**Source passage**
»»

The AI Training Dilemma: AI companies argue they need copyrighted music to train models effectively. Copyright owners argue their work is being used without consent or compensation. Dagaonkar believes revenue sharing between AI platforms and artists whose music trained the models is essential—though technically challenging given billions of data points across every artwork created.

AI as Artist Tool, Not Replacement

Dagaonkar personally uses AI tools like Suno and Udio in his creative process. "Yesterday I was making a song and I had four lyrics and I had a chord progression in mind. If I put that in Suno, it gives me tune options. Now as an artist I get a great starting point and that helps me make my complete song faster."

He believes AI will become "absolutely hygiene and integrated in every single workflow." Many artists already use AI to accelerate song creation.

However, Dagaonkar distinguishes between AI-generated music and artist-created music through one crucial lens: the artist persona.

"If we compare AI generated music to songs created by artists... songs typically have a very strong association with the artist who is creating it. Even today when we go to Instagram to see the kind of trending audio or on Spotify you see that artists like Ed Sheeran or let's say Diljit or an AP Dhillon or an Arijit Singh—people love their songs not just because they sound good but they are also somewhere attached to the artist persona."
— Gaurav Dagaonkar, Co-founder & CEO, Hoopr

The Artist Connection: Why Hits Become Hits

This emotional connection between artist and audience creates sustainable success. Dagaonkar illustrates with "Aami Je Tomar" from the movie "Bhool Bhulaiyaa" (2016) which re-released and did Rs 50 crore business, with songs trending again.

"Sometimes there is another strong anchor which is the artist or the emotion behind the film or the person which in the music industry is extremely strong and which is why the hits become hits and become sustainable," he explains.

Hoopr's Mission: Monetizing Artist-Generated Music Fairly

As AI music becomes commonplace with multiple platforms (Suno, Udio, Refusion, and 3-4 others Dagaonkar knows), the competitive advantage shifts from generation to monetization.

««

Stored data:
»»

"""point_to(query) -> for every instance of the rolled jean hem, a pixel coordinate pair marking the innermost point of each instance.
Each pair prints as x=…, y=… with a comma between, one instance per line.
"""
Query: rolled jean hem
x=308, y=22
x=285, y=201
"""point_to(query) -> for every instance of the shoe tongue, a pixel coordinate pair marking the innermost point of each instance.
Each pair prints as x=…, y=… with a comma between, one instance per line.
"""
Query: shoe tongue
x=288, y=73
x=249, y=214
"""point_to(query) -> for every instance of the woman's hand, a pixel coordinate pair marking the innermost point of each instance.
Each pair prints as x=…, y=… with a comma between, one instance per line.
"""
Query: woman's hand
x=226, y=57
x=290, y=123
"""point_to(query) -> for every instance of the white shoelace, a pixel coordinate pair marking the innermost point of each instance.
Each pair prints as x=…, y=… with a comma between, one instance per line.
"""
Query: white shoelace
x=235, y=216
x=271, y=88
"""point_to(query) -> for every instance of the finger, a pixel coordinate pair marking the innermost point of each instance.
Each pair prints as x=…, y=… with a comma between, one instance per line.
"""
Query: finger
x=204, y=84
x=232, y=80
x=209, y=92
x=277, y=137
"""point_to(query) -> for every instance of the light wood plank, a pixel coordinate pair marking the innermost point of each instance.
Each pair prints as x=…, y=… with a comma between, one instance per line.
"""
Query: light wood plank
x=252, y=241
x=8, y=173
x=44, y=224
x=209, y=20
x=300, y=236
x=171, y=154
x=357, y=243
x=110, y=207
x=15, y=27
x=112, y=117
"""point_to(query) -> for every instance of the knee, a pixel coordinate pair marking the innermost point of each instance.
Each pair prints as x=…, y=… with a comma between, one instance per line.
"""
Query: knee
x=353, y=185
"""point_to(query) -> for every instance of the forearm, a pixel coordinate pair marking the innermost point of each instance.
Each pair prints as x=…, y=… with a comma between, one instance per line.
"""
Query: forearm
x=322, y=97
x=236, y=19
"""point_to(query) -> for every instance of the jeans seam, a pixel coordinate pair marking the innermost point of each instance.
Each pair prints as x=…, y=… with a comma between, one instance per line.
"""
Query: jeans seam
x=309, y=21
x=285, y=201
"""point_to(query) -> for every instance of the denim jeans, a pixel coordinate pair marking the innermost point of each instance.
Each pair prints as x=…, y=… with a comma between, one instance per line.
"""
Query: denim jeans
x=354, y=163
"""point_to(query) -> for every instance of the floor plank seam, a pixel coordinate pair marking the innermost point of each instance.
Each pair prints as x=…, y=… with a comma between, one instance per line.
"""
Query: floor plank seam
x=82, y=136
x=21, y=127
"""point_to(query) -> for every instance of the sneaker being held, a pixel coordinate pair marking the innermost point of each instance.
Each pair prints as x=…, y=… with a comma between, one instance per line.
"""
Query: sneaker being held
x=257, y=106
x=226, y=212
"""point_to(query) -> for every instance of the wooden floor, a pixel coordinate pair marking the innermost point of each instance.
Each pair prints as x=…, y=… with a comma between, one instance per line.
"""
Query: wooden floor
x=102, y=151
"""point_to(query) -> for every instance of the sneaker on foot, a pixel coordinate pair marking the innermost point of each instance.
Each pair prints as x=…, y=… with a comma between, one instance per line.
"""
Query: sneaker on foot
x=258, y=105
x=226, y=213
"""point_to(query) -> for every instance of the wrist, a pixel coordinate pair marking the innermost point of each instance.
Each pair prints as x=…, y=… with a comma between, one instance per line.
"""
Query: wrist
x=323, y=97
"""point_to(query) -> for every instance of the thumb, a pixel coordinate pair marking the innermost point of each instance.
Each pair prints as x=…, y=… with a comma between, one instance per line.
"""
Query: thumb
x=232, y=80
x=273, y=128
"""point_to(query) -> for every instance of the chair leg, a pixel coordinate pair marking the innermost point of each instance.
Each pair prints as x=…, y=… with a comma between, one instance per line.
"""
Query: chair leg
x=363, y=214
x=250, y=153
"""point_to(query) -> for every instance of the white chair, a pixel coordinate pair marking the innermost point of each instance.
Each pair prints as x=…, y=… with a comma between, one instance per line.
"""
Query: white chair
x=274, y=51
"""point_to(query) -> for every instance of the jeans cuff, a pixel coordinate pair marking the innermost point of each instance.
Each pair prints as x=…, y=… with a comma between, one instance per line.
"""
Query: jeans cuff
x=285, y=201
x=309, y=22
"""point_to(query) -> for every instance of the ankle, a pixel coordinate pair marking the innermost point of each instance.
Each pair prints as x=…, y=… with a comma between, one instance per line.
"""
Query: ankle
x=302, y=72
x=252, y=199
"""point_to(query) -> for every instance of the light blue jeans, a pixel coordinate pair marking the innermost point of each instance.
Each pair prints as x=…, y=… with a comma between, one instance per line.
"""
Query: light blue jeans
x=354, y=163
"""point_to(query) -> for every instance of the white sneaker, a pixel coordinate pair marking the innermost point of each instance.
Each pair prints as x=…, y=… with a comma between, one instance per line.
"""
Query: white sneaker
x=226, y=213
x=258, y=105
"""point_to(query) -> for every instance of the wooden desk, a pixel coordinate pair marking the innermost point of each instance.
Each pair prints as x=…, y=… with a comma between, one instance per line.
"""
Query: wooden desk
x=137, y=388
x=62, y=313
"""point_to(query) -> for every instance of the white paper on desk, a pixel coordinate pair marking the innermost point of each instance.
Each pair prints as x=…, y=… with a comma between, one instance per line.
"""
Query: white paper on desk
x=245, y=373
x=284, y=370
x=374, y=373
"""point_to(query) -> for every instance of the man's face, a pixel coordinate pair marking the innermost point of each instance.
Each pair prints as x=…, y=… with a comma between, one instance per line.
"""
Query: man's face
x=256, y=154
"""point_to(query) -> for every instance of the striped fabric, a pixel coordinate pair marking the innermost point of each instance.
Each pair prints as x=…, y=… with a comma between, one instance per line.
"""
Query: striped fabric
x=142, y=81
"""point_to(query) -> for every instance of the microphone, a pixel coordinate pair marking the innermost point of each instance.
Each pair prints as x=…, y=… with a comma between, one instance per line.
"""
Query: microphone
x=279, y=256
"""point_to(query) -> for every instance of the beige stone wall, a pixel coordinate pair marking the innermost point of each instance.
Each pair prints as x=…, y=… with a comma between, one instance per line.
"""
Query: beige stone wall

««

**Task requirements**
(a) In the passage on AI music, what does Dagaonkar say Suno gives him when he enters a few lyrics and a chord progression?
(b) List every artist whom Dagaonkar names in the passage on AI music as an example of people whose songs listeners attach to the artist persona.
(c) Continue the passage on AI music and Hoopr from its final sentence.

**Expected results**
(a) Tune options.

(b) Ed Sheeran, Diljit, AP Dhillon, Arijit Singh

(c)
"What will happen is if somebody like Priya does not compose music with platforms like Sunno, you will also be able to make songs. And once you do that, your mind will open up to thinking of how do I monetize this song now since I have made it," Dagaonkar explains.

"And that is exactly where a marketplace like Hoopr comes into play."

Hoopr's Value Proposition in the AI Era

For AI Music Creators: Non-artists can now create songs with AI. Hoopr helps them establish copyright and monetize their creations legally.

For Traditional Artists: Artists using AI to accelerate workflows still need licensing infrastructure to monetize their work across videos, films, and commercials.

The Sync Licensing Opportunity: Each time music is used in video context (Instagram reels, YouTube shorts, TV, films), it's called synchronization—revenue from this is becoming a strong passive income source for artists.

All songs created by artists with or without AI have copyright implications because "a human being played a role in it." Once copyright is established, monetization requires separate mechanisms and revenue share models—which is where Hoopr operates.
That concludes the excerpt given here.